++++ Records for the task

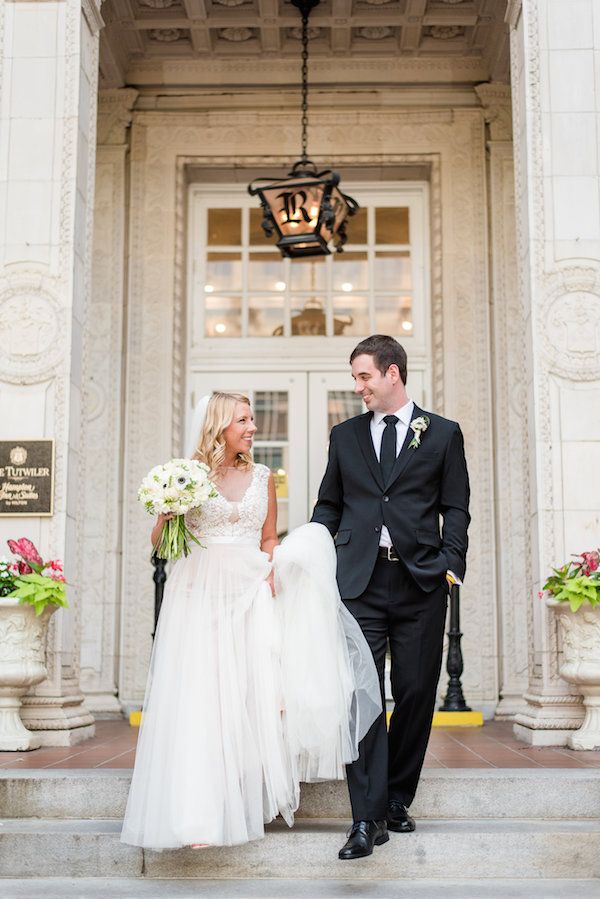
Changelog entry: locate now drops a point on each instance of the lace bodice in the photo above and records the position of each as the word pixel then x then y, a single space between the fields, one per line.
pixel 219 517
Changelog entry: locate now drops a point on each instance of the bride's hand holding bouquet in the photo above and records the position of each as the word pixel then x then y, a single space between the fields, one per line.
pixel 170 491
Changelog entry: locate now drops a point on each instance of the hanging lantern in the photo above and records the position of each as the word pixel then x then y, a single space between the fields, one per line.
pixel 307 210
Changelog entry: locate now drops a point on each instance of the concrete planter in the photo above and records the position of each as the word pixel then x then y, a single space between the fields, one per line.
pixel 22 664
pixel 580 635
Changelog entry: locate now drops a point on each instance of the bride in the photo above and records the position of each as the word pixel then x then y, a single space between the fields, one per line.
pixel 259 677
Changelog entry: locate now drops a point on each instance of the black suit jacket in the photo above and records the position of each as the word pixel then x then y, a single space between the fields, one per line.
pixel 426 482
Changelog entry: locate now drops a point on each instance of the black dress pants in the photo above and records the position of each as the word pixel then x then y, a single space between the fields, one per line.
pixel 394 610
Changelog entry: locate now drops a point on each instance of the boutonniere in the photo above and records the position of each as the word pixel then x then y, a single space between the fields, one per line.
pixel 418 426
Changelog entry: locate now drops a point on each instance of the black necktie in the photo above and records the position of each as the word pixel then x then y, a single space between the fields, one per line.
pixel 387 456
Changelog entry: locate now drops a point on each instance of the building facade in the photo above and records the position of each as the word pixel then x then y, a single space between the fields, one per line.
pixel 134 277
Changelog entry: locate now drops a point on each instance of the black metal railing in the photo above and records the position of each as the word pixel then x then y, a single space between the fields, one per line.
pixel 454 700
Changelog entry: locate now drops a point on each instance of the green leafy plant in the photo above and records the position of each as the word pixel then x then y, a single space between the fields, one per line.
pixel 34 581
pixel 576 582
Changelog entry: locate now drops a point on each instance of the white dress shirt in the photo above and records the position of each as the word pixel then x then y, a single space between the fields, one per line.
pixel 404 416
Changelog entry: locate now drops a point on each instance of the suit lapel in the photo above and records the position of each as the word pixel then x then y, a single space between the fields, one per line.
pixel 405 455
pixel 365 441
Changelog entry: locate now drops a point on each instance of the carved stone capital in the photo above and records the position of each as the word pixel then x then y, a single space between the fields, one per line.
pixel 570 310
pixel 91 11
pixel 114 114
pixel 495 99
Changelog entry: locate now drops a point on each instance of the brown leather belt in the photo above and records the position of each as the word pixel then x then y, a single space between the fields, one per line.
pixel 389 553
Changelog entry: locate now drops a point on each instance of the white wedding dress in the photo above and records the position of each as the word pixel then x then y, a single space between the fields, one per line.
pixel 247 694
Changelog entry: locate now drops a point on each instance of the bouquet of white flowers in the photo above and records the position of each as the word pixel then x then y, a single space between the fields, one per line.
pixel 174 489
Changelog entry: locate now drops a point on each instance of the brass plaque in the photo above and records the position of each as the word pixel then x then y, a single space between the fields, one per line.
pixel 26 477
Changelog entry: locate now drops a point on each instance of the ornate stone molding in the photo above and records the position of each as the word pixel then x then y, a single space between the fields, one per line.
pixel 323 71
pixel 513 12
pixel 33 322
pixel 570 309
pixel 91 11
pixel 114 114
pixel 497 109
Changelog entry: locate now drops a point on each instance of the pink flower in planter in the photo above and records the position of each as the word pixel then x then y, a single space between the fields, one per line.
pixel 26 550
pixel 590 562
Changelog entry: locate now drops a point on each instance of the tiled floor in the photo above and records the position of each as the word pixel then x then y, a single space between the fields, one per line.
pixel 490 746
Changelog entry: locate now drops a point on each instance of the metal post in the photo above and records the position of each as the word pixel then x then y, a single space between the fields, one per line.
pixel 160 578
pixel 454 701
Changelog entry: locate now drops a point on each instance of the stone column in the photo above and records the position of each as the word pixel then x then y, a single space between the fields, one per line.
pixel 103 387
pixel 508 353
pixel 48 89
pixel 555 63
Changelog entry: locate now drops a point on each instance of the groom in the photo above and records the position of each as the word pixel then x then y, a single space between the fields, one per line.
pixel 391 474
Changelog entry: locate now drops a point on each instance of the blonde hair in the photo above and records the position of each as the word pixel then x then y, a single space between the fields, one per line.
pixel 211 443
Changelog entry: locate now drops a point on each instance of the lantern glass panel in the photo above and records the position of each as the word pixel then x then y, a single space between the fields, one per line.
pixel 295 205
pixel 224 227
pixel 392 225
pixel 222 316
pixel 256 235
pixel 309 320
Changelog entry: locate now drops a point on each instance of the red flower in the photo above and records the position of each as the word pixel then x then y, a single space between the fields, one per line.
pixel 26 550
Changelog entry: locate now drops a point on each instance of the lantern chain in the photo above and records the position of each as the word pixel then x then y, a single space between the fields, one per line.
pixel 305 14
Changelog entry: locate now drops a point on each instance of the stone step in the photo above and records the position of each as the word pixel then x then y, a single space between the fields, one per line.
pixel 443 793
pixel 155 888
pixel 439 849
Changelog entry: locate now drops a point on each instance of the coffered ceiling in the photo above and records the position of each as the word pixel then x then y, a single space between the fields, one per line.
pixel 203 42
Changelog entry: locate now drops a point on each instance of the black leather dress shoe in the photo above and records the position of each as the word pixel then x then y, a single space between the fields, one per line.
pixel 398 818
pixel 362 837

++++++++

◆ **Task statement**: Rescale the entries from the line with "the black suit" to the line with "pixel 418 426", both ends included, by writing out every line again, requests and all. Multiply each coordinate in the answers by 2.2 and round it to a whole number, with halves rounding up.

◆ **Correct result**:
Changelog entry: locate now drops a point on each instance of the black suit jacket in the photo above and records the position of each as the word pixel then x then y, a single space between the fields, one per line.
pixel 937 1060
Changelog entry: locate now drops a point on each instance of the black dress pants in the photo above and records the position of each as the word pixel then x then y, a single space between the fields, one per line.
pixel 867 1342
Changelog entry: locate now drops a point on each instance of the boutonniere in the photo above and records the position of each as the word pixel then x then y, a single space between the fields, one per line.
pixel 920 937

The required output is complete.